(INSTRUCTIONS FOR THE TASK): Beginning with the line where "Practice step: indicate the rear door" appears, retype every remaining line of the data below, both the first and last included.

----------------

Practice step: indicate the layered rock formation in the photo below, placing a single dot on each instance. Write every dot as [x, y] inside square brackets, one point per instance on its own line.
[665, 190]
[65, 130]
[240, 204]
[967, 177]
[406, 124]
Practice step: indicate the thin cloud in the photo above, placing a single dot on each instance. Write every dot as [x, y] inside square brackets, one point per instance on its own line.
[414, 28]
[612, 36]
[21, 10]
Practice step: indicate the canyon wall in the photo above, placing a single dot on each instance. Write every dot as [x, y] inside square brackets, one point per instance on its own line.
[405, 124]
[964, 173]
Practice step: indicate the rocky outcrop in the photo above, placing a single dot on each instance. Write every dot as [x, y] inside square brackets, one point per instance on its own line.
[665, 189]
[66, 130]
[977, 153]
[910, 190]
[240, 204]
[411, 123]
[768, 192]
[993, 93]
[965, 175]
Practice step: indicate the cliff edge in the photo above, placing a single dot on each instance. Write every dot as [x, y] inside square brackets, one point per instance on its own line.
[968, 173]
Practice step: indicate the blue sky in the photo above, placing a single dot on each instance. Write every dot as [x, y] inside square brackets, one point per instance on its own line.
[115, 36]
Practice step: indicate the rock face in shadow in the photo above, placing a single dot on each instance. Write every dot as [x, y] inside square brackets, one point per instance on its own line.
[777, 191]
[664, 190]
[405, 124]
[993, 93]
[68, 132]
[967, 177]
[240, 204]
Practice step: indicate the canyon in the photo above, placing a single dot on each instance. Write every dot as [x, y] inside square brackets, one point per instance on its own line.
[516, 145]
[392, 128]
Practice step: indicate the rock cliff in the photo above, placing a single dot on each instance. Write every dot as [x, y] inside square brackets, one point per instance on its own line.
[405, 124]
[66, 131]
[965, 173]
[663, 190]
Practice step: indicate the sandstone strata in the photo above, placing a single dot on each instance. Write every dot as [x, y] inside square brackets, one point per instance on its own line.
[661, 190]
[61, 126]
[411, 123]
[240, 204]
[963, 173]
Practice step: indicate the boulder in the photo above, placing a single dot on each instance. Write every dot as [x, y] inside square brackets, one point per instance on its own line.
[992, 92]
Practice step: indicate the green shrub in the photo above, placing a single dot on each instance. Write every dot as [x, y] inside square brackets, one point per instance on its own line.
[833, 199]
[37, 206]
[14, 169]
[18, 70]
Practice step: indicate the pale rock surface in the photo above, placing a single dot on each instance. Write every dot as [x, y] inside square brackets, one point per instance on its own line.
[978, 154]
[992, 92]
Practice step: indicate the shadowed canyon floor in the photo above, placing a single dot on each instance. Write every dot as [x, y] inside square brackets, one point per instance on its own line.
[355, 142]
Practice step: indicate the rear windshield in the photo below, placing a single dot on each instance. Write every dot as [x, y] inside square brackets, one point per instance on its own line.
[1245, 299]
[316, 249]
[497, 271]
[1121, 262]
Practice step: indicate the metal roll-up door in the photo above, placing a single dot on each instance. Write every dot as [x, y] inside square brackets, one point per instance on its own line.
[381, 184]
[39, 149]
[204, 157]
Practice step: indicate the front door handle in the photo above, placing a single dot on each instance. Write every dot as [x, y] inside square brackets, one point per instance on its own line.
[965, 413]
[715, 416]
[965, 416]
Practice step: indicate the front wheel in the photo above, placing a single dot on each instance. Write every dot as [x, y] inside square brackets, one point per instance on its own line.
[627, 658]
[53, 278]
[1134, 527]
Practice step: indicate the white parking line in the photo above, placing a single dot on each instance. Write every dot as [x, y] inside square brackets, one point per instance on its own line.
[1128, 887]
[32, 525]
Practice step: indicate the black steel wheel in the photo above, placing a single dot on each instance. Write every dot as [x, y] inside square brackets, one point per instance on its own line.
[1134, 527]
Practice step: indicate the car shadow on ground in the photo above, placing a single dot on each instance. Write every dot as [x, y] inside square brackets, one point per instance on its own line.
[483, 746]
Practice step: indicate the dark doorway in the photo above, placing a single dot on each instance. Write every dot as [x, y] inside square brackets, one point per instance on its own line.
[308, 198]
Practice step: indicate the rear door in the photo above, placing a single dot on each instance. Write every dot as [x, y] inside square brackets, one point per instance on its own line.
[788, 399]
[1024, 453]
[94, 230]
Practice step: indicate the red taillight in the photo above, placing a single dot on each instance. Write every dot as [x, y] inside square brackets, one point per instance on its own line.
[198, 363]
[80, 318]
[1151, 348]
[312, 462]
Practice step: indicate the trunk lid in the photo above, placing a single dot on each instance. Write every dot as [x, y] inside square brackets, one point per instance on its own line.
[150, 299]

----------------

(RESPONSE TO THE EXERCISE):
Practice step: indicate the rear door in the photo above, placing a single dot on each instance. Write every dot as [x, y] inside square brackets, one point per instance on its own line.
[788, 399]
[1024, 453]
[94, 230]
Practice step: indicate the red taillight in the photo above, placing a single dot on each instance. Write every dot as [x, y] inside square brackets, one point per instance on its own line.
[198, 363]
[80, 318]
[1151, 348]
[312, 462]
Practice step: indicate the trunk lid in the photo above, placing a single dot on each instance. Write every dot as [x, y] inside square brackets, one point per instance on its own line.
[150, 299]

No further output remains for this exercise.